Please pick out every line in the items below that contains the word "cabinet" and copy each of those lines. Case counts.

Input rows:
• • • •
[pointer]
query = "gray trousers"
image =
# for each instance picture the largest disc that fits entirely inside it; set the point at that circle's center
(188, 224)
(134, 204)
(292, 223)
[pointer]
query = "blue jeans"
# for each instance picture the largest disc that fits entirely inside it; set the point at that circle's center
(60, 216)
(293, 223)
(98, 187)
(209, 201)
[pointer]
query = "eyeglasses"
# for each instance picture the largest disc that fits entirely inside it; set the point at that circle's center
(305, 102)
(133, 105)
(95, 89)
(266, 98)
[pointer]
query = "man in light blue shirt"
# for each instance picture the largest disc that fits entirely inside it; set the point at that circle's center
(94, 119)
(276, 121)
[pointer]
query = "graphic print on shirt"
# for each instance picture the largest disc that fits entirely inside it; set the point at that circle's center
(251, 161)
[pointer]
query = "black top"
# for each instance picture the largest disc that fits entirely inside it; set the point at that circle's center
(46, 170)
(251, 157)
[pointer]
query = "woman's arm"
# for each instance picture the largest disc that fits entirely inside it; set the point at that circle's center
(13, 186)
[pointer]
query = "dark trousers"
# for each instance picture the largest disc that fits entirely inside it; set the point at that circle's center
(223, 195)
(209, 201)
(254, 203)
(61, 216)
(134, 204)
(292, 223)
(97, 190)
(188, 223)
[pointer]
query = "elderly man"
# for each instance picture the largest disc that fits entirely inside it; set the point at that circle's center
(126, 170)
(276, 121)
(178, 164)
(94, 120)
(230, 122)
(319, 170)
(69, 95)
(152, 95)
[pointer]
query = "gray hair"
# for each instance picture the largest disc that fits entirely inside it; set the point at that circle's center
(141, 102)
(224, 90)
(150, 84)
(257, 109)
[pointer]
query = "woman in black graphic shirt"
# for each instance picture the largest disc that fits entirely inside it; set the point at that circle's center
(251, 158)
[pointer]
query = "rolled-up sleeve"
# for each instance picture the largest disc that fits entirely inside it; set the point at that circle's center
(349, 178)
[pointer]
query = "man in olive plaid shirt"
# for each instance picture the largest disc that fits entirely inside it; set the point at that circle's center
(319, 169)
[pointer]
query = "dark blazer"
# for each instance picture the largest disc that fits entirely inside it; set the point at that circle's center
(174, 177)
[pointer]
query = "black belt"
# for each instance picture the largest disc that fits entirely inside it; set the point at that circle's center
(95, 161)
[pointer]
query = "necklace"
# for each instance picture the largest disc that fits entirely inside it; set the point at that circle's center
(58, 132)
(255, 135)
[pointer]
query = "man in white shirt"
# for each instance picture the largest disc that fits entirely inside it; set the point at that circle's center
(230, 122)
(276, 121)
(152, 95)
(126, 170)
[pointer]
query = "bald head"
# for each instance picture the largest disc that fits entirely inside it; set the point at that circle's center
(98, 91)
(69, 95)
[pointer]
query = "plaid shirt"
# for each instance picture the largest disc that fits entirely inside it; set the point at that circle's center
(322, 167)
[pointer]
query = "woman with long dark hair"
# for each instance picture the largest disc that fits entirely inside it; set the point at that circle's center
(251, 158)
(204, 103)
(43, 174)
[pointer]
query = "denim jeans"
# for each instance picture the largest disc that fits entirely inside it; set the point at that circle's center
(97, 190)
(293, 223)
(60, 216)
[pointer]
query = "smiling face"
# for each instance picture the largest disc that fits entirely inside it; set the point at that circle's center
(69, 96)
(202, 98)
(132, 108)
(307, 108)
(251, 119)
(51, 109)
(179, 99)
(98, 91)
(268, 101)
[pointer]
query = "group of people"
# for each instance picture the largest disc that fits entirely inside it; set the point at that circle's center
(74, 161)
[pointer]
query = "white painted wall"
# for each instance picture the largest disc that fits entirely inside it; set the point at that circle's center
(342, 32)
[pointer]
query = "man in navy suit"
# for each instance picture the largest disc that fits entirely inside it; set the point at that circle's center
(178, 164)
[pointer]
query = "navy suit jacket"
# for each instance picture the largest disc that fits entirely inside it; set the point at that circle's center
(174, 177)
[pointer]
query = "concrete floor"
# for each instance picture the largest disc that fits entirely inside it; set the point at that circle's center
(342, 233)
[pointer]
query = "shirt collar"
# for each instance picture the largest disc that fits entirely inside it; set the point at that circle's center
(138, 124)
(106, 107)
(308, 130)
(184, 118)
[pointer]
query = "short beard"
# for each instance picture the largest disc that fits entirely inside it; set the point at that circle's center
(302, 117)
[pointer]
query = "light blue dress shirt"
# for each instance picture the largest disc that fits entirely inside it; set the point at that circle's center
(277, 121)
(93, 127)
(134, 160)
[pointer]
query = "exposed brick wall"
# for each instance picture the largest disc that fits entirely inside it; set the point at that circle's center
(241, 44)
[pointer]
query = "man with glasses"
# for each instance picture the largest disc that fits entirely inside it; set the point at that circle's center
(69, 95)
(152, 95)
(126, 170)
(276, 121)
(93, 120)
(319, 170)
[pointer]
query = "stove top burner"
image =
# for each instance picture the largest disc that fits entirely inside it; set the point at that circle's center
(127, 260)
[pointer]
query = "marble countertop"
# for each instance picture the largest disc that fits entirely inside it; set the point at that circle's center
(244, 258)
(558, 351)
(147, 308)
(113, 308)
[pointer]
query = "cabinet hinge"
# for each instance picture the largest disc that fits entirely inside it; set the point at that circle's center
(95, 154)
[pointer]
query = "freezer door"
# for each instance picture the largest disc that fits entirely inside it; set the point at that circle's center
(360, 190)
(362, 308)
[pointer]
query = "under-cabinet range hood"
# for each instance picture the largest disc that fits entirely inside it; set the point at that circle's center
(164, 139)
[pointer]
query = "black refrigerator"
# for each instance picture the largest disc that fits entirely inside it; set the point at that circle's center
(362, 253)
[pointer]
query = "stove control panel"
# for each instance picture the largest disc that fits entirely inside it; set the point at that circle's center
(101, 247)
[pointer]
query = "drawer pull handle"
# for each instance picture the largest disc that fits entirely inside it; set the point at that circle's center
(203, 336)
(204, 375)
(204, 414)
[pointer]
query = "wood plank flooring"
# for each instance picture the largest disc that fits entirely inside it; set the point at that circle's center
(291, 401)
• • • •
Result:
query = "cabinet hinge"
query = "under-cabinet range hood"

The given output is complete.